═════ Material shown ═════
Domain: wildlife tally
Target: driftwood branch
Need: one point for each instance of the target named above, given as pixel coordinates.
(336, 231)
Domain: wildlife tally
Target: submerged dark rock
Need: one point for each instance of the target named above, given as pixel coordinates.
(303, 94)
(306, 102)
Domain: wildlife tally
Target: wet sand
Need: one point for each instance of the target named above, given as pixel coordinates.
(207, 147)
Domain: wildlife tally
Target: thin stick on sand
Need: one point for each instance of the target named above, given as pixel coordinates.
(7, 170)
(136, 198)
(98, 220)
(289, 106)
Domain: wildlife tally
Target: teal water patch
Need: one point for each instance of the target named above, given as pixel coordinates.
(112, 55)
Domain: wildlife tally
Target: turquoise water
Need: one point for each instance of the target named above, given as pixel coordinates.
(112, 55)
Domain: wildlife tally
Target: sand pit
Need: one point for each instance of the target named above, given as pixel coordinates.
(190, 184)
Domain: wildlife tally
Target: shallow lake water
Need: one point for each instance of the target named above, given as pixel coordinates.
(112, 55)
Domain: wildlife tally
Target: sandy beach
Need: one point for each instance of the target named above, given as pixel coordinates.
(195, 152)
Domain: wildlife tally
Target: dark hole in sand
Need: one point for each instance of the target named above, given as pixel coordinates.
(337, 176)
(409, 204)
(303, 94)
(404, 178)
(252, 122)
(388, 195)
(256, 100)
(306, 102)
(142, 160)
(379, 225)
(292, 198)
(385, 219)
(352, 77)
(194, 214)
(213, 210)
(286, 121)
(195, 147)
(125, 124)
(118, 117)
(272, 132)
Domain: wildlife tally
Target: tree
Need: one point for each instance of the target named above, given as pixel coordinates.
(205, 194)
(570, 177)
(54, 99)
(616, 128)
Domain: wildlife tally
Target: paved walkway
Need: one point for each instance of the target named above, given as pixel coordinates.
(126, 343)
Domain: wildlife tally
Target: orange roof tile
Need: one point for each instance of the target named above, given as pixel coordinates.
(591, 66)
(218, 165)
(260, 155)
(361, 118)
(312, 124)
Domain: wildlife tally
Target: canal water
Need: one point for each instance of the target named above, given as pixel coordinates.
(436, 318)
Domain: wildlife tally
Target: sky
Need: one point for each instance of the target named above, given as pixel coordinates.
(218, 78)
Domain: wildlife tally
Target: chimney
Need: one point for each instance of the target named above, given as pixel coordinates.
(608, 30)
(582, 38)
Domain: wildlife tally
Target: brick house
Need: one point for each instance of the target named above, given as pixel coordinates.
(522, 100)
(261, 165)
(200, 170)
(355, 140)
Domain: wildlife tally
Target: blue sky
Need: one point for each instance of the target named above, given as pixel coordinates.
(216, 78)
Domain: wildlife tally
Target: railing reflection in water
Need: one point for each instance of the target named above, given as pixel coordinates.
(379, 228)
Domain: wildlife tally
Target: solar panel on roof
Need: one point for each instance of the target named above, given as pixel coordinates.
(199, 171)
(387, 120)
═════
_Given request_
Find every line in the items above that contains the string "water", and copy each of those lines. Matches must have the same letter case.

_Result of the exercise_
Target: teal water patch
Target: turquoise water
Target: shallow lake water
Target: canal water
Target: railing reflection in water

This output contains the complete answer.